(Requisitos del problema):
Retoma el texto sobre la experiencia de un docente autista en el mundo de la educación y continúalo justo después de su última frase.

La docencia es una profesión que requiere de mucho contacto social y emocional por el cuidado de personas a tu cargo, por la cantidad de compañeros con los que te tienes que coordinar y por la implicación que debes tener incluso con las familias. Por esta razón, no son pocos los profesores que he tenido que intentaron en su día disuadirme y reconducir mi carrera hacia otro foco distinto. Sin embargo, os sorprendería saber la cantidad de educadores que hay en el espectro.
Yo
soy una de estas personas y hoy quiero contaros cómo es el mundo de la
Educación desde el punto de vista profesional de un autista. Como siempre digo,
voy a contar mi experiencia y es muy posible que para otras personas autistas
que también sean docentes sea algo muy distinto.

(Datos):
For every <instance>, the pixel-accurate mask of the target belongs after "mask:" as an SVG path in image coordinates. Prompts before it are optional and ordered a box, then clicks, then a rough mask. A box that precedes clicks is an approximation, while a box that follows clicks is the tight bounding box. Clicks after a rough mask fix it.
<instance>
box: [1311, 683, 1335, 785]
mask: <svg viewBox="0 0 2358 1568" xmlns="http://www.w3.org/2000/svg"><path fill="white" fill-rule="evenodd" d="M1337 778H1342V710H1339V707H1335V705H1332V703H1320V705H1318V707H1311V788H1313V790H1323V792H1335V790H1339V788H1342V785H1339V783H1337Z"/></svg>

(Respuesta escrita):
Llevo
dos cursos siendo docente, aunque en realidad he trabajado alrededor de seis
meses. Aún se podría decir que estoy en mis inicios y estos no son fáciles para
nadie. En este punto, todavía estoy cubriendo sustituciones. Estas funcionan de
manera inesperada: un día te mandan un correo y tienes una hora para aceptar el
nombramiento de tu nuevo destino, al que, por cierto, deberás acudir al día
siguiente. En un ejercicio de sinceridad, os diré que esto me ha generado
alguna que otra crisis y he ido al día siguiente a trabajar como si me llevaran
al matadero. Pero os contaré otra cosa: esto se me pasa al segundo día de
trabajo o incluso el propio día que comienzo, si veo que me reciben de buenas
maneras –porque sí, lamentablemente, no siempre es así–.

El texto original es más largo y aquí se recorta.